What is being asked:
Count the lines in the material below that contain the string "positive", and reply with the number alone.

Study material:
⁂
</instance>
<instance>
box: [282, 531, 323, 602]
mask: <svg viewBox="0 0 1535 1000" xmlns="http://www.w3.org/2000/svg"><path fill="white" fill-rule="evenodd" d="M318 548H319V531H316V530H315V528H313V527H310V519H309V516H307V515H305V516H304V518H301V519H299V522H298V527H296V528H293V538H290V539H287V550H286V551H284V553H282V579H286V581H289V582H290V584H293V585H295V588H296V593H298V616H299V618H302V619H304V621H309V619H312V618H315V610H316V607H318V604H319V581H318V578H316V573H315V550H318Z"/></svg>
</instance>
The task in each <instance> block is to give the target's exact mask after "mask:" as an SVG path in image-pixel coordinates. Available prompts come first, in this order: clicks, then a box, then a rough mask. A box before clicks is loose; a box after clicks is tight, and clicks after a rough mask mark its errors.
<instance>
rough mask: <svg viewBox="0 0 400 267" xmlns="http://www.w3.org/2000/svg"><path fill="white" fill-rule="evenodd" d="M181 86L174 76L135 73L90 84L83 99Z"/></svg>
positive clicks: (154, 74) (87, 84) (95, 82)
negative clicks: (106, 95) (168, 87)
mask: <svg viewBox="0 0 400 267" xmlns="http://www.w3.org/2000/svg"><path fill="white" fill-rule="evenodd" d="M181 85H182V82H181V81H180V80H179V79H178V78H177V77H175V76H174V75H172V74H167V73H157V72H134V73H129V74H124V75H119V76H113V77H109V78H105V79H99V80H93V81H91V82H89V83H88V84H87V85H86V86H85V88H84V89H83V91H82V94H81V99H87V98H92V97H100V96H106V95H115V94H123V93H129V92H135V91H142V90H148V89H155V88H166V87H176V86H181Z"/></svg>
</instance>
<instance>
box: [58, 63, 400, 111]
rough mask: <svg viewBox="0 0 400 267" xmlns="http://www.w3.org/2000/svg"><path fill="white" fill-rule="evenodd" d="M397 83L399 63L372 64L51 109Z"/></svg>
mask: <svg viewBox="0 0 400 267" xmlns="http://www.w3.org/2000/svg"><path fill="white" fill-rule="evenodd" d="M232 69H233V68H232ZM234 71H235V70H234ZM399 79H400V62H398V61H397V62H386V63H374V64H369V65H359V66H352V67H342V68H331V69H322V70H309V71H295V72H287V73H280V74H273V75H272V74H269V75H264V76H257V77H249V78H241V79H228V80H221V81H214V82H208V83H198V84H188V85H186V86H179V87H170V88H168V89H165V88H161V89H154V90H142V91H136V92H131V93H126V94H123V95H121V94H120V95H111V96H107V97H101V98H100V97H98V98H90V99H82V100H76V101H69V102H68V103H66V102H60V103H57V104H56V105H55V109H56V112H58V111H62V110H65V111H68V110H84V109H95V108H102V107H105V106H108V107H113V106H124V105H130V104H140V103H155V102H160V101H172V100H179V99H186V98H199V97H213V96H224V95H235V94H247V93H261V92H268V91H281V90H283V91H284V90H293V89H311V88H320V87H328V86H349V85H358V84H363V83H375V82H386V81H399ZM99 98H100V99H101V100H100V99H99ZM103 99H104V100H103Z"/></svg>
⁂
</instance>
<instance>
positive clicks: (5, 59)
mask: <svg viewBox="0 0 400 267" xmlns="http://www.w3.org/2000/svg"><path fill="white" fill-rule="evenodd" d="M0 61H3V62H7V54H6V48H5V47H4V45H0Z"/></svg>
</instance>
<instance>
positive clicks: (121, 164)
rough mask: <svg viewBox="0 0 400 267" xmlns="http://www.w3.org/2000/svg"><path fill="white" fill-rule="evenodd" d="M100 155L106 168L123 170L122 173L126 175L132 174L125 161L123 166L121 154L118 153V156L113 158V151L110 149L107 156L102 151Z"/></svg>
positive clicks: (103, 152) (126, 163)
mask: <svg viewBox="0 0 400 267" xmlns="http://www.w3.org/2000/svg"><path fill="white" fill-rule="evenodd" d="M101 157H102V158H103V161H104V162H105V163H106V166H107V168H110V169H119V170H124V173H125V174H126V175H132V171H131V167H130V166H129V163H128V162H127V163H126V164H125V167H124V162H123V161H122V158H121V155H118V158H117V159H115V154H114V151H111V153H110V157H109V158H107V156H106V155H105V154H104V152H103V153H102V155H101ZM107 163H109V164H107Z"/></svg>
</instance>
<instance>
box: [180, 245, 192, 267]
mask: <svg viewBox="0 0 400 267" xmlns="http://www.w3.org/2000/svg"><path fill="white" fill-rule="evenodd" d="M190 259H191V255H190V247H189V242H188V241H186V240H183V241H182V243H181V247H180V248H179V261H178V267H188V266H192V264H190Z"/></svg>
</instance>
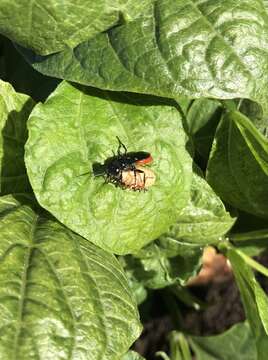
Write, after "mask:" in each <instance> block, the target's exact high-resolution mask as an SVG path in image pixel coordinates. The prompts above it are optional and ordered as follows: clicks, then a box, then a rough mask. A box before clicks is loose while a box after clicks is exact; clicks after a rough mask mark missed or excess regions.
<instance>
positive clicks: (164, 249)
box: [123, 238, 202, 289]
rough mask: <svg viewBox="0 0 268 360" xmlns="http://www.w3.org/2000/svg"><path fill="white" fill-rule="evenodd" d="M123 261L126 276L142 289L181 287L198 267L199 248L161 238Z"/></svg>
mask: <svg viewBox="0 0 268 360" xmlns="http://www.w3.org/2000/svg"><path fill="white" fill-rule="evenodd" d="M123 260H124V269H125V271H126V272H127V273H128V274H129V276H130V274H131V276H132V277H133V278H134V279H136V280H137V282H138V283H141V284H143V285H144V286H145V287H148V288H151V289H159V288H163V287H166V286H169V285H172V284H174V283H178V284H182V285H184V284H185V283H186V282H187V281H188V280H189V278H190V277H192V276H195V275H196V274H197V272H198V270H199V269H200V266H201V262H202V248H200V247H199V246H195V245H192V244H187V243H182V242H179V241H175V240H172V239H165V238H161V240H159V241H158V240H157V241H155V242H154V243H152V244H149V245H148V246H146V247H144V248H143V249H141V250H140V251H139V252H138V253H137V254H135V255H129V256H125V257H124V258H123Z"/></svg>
⁂
Answer space:
5